TASK REQUIREMENTS: Reproduce the lines from the one holding "the person in" to the end of the entries. Include both ends and change nothing.

DATA PROVIDED Start Marker

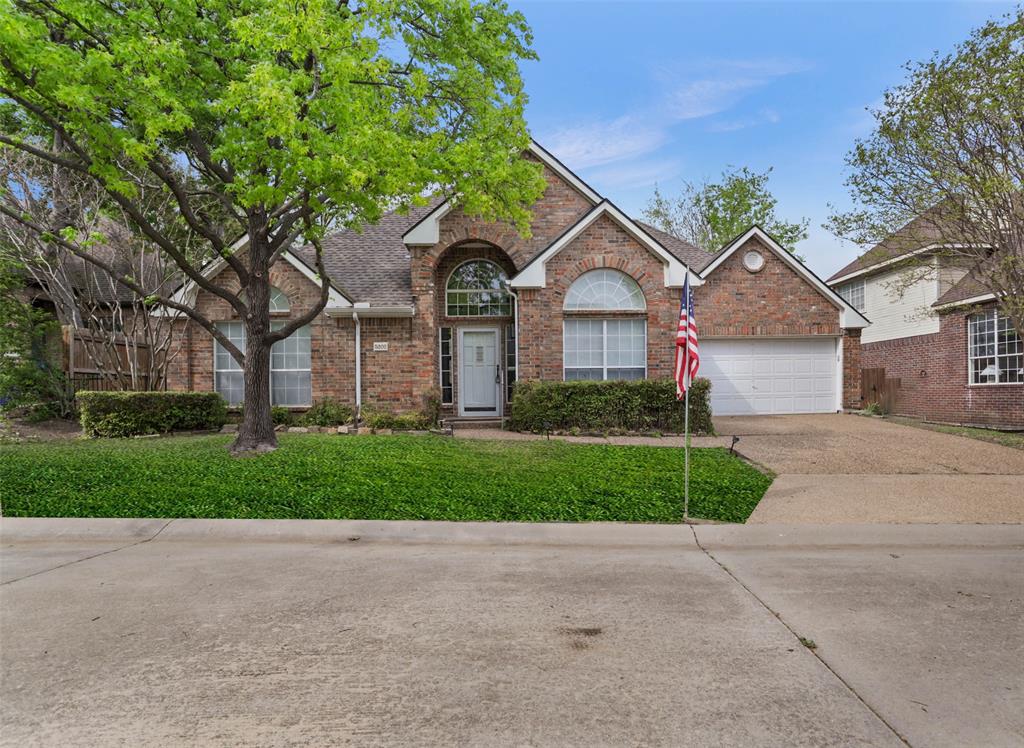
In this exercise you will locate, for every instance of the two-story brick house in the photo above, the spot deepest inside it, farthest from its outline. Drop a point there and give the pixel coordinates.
(438, 301)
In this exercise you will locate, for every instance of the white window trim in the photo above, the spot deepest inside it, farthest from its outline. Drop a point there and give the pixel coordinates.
(474, 290)
(604, 346)
(970, 358)
(852, 285)
(272, 370)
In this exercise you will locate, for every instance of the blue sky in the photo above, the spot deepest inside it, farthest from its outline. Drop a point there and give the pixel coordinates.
(633, 93)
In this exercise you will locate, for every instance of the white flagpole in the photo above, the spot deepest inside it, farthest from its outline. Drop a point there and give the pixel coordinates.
(686, 451)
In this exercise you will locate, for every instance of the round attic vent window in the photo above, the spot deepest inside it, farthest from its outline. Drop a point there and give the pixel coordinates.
(754, 261)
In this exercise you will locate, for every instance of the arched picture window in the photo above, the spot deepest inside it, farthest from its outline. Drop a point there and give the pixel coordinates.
(279, 301)
(478, 288)
(595, 347)
(604, 290)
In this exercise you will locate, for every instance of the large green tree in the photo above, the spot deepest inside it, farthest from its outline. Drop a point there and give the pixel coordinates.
(289, 117)
(944, 167)
(711, 213)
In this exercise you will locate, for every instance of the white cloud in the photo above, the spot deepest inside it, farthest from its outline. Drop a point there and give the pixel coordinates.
(764, 117)
(631, 175)
(696, 92)
(594, 143)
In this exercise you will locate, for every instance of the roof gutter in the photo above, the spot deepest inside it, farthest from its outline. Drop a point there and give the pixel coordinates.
(370, 312)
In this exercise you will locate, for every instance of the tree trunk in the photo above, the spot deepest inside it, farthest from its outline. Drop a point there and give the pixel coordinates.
(256, 432)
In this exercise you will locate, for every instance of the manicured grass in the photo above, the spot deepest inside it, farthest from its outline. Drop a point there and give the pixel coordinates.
(374, 478)
(1007, 439)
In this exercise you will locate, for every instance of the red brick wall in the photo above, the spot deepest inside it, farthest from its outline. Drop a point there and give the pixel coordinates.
(602, 244)
(332, 340)
(851, 369)
(560, 207)
(933, 375)
(773, 301)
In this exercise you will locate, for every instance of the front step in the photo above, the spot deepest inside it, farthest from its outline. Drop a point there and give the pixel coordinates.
(457, 422)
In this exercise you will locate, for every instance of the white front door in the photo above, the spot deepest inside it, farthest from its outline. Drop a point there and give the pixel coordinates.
(479, 373)
(762, 376)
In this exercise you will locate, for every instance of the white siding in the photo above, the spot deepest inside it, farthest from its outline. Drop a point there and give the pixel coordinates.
(897, 316)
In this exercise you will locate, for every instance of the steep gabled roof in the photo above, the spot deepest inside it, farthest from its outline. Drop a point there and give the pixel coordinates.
(916, 237)
(532, 275)
(849, 317)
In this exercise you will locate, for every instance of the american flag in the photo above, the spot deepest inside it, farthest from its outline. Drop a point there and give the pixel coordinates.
(687, 358)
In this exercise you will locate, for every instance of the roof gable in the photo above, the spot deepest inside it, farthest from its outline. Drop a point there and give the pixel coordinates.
(534, 274)
(849, 317)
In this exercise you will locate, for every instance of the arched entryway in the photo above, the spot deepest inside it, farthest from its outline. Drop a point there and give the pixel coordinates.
(476, 330)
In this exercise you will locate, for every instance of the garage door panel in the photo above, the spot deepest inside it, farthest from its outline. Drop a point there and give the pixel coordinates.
(770, 376)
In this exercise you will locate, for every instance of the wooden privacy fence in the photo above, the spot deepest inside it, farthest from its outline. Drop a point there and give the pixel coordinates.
(877, 387)
(98, 362)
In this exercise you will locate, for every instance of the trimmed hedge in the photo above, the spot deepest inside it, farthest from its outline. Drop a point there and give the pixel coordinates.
(643, 405)
(134, 414)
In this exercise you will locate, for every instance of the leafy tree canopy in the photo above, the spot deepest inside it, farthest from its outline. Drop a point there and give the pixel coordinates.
(944, 167)
(711, 214)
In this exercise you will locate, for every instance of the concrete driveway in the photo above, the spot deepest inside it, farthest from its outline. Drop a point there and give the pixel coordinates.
(224, 632)
(845, 468)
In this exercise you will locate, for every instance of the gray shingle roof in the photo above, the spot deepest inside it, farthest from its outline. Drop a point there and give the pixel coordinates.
(967, 287)
(916, 234)
(373, 265)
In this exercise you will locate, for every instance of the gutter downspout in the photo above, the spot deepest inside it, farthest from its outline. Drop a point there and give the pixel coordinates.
(515, 331)
(358, 366)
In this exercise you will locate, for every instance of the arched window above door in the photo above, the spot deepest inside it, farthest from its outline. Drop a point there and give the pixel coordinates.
(478, 288)
(604, 290)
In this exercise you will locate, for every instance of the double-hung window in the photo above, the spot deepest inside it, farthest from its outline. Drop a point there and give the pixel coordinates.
(604, 347)
(995, 354)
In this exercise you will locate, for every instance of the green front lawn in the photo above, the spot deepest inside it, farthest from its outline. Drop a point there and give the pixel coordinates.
(374, 478)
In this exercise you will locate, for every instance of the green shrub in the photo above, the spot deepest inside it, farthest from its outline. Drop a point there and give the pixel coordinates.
(635, 406)
(132, 414)
(379, 418)
(282, 416)
(327, 413)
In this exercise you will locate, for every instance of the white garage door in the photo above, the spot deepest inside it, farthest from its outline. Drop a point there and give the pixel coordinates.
(766, 376)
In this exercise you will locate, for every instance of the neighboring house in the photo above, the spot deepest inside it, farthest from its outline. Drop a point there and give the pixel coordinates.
(937, 346)
(438, 301)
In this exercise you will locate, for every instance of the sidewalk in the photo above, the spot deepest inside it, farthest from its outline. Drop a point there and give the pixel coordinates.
(441, 633)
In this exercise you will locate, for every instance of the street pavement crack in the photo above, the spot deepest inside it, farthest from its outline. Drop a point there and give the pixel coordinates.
(94, 555)
(798, 637)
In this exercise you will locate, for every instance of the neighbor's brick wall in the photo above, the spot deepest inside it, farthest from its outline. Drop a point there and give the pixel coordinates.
(851, 369)
(560, 207)
(933, 375)
(773, 301)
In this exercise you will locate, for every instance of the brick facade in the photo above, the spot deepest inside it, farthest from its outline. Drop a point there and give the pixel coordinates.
(933, 374)
(772, 302)
(733, 302)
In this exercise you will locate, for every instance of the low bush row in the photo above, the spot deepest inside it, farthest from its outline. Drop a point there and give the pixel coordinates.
(646, 405)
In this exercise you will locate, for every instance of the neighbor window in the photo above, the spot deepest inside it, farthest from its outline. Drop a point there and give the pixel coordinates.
(995, 354)
(290, 366)
(605, 348)
(604, 290)
(478, 288)
(853, 294)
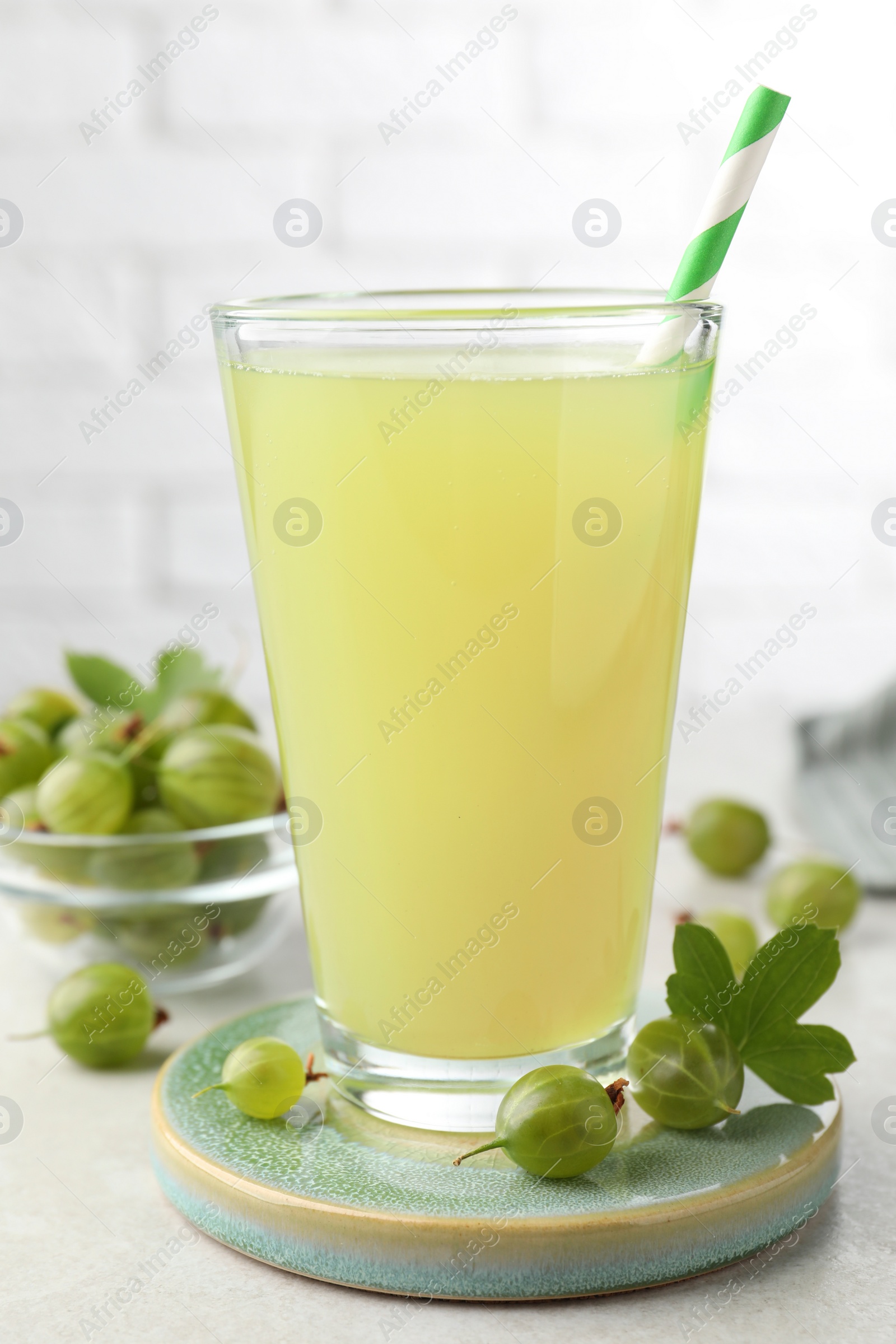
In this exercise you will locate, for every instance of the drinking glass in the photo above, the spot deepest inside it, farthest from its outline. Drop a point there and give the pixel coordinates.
(470, 519)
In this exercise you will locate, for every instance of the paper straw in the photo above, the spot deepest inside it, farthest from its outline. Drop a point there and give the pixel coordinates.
(731, 190)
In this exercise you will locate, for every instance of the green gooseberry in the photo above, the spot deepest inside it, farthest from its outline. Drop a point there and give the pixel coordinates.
(89, 795)
(216, 776)
(233, 857)
(198, 710)
(102, 1015)
(105, 730)
(43, 706)
(166, 935)
(19, 816)
(264, 1077)
(727, 837)
(25, 753)
(147, 867)
(813, 890)
(19, 811)
(685, 1074)
(557, 1121)
(54, 924)
(736, 935)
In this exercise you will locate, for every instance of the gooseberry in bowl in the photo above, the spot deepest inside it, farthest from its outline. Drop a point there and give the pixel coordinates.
(147, 867)
(46, 707)
(25, 753)
(108, 730)
(89, 795)
(217, 776)
(198, 710)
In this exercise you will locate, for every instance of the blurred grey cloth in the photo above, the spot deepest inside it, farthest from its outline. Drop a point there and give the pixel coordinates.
(847, 787)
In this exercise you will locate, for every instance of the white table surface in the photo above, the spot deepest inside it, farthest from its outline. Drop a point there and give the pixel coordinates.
(82, 1213)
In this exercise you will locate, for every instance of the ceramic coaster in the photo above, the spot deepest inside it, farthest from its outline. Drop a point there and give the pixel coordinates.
(338, 1195)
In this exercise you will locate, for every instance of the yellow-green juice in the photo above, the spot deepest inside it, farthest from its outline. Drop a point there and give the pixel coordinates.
(464, 650)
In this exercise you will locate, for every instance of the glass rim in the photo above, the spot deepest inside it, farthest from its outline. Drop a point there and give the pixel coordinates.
(68, 841)
(428, 308)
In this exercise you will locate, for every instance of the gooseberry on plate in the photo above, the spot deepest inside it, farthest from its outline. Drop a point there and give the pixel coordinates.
(557, 1121)
(685, 1074)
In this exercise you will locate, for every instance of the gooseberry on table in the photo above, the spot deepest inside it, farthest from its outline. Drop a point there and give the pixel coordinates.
(264, 1077)
(727, 838)
(813, 890)
(101, 1015)
(685, 1074)
(734, 931)
(557, 1121)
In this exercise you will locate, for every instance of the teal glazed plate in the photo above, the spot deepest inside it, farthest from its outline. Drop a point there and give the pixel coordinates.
(335, 1194)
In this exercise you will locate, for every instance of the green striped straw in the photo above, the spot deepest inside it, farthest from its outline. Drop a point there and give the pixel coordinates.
(704, 254)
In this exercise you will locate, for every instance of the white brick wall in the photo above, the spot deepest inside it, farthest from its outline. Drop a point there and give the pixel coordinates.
(127, 239)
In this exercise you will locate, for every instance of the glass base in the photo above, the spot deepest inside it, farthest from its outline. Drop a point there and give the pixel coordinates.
(456, 1096)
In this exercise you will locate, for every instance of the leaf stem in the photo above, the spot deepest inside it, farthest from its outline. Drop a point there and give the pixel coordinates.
(496, 1143)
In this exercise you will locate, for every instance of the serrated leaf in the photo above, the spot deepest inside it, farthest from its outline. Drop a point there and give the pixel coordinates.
(179, 673)
(797, 1062)
(704, 983)
(102, 682)
(783, 980)
(809, 1092)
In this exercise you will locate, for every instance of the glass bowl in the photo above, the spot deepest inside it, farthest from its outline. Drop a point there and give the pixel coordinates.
(186, 909)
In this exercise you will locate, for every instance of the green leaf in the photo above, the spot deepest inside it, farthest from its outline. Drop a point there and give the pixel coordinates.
(782, 982)
(704, 983)
(102, 682)
(809, 1090)
(180, 671)
(797, 1062)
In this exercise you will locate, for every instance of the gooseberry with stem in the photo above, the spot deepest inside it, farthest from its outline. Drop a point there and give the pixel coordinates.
(557, 1121)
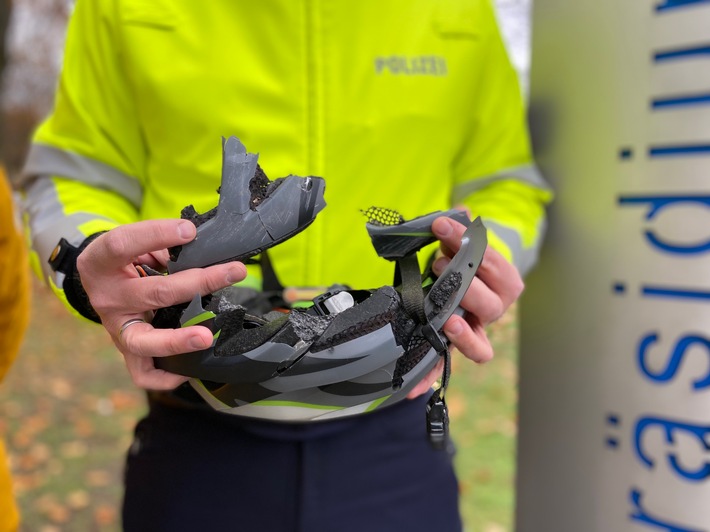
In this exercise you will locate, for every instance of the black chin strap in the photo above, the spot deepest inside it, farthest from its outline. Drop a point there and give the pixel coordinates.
(437, 414)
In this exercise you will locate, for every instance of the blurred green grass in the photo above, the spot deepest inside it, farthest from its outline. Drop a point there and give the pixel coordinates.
(67, 410)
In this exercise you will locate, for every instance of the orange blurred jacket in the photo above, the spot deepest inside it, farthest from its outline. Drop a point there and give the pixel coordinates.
(14, 315)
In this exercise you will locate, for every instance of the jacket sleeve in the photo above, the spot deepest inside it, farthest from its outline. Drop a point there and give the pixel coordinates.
(494, 174)
(84, 171)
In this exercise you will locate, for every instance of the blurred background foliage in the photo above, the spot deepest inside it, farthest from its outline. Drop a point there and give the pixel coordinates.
(67, 408)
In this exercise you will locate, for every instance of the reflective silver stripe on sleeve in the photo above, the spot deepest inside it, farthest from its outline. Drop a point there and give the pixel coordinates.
(48, 223)
(527, 174)
(47, 160)
(523, 258)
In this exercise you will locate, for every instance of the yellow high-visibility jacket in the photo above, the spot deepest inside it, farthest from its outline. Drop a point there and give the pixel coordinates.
(14, 316)
(404, 104)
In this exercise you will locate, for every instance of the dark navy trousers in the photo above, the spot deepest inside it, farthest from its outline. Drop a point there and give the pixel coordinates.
(200, 470)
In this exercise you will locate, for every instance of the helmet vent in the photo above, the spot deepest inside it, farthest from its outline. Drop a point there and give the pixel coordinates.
(383, 217)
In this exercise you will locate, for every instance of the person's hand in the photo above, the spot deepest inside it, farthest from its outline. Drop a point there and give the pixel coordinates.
(119, 294)
(497, 285)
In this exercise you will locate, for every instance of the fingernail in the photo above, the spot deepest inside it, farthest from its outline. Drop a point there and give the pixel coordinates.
(443, 227)
(186, 230)
(455, 328)
(196, 342)
(440, 265)
(234, 275)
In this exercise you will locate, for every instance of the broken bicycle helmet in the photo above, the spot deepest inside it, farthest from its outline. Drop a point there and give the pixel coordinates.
(350, 351)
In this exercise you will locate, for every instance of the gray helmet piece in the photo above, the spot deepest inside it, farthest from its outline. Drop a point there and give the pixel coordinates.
(290, 206)
(346, 368)
(351, 351)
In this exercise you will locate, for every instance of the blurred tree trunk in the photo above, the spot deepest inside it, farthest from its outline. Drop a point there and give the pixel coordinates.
(33, 38)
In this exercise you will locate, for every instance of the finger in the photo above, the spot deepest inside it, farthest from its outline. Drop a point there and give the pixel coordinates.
(427, 382)
(469, 337)
(142, 340)
(157, 260)
(495, 272)
(500, 276)
(479, 299)
(449, 232)
(163, 291)
(160, 291)
(145, 375)
(121, 245)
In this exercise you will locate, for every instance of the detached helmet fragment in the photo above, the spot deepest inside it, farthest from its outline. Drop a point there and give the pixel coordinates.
(351, 351)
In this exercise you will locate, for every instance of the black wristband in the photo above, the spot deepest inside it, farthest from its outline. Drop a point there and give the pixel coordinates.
(63, 259)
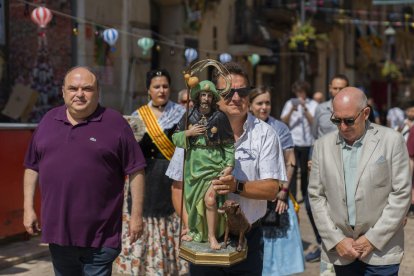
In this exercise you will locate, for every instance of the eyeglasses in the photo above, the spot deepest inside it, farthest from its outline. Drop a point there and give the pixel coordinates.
(346, 121)
(243, 92)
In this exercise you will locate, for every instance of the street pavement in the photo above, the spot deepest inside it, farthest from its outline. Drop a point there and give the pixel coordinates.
(31, 258)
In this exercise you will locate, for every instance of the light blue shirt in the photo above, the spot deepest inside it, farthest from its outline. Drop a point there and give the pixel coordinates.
(350, 157)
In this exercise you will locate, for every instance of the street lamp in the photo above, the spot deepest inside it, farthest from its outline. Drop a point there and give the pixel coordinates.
(390, 34)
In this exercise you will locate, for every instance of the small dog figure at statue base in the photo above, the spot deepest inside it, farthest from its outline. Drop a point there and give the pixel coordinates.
(236, 223)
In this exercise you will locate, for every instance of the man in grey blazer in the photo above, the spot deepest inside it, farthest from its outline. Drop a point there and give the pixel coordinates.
(360, 190)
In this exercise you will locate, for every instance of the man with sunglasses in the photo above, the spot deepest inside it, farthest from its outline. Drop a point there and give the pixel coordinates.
(360, 190)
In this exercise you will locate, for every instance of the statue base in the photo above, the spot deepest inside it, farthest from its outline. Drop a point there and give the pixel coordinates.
(201, 254)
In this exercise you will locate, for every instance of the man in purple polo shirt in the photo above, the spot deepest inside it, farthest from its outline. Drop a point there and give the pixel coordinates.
(80, 154)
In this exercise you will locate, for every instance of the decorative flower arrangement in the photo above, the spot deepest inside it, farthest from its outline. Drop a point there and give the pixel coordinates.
(391, 71)
(303, 34)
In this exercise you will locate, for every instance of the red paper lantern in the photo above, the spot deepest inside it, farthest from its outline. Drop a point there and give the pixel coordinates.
(41, 16)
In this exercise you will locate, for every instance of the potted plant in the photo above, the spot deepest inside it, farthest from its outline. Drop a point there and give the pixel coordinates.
(391, 71)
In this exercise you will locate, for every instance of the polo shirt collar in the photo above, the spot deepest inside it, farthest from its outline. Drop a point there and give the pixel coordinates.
(96, 116)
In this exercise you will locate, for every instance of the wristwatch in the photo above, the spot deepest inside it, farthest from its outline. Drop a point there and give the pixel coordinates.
(239, 186)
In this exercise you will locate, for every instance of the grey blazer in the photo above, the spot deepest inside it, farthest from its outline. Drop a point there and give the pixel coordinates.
(382, 196)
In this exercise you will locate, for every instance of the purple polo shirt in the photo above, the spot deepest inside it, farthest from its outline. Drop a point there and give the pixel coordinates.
(82, 172)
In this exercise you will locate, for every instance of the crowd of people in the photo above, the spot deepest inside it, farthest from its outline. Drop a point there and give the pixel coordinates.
(112, 193)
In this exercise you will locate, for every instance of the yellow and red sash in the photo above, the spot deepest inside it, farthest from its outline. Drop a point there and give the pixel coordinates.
(154, 130)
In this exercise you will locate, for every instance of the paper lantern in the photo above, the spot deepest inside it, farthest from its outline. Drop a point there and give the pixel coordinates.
(254, 59)
(110, 36)
(145, 43)
(190, 55)
(225, 57)
(41, 16)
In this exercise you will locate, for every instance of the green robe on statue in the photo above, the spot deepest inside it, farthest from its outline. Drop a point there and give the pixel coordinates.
(207, 155)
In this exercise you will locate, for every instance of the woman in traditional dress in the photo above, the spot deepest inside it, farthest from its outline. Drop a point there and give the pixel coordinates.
(156, 252)
(283, 252)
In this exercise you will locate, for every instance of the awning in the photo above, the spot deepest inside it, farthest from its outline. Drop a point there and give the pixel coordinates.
(247, 50)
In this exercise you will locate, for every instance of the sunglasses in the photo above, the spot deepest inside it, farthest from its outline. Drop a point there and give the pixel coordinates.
(243, 92)
(346, 121)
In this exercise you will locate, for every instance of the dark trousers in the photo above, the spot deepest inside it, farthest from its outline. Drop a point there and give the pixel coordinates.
(82, 261)
(359, 268)
(302, 158)
(253, 265)
(312, 221)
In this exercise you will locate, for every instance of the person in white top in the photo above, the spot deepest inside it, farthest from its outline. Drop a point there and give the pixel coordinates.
(258, 172)
(298, 114)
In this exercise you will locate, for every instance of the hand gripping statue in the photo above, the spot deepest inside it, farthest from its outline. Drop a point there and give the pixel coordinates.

DATA PROVIDED End Marker

TASK SOLUTION:
In this exercise you will locate, for every instance of the person in white top in the photo above, the spot deepest inside it, farthest from its outline. Drop a point there and give the pixel coordinates.
(258, 172)
(298, 114)
In this exercise you will locate, for every instance of the hand gripping statue in the photo above, the spot deepest inside it, farthest from its outline. Drop a point there and give the pixel coordinates.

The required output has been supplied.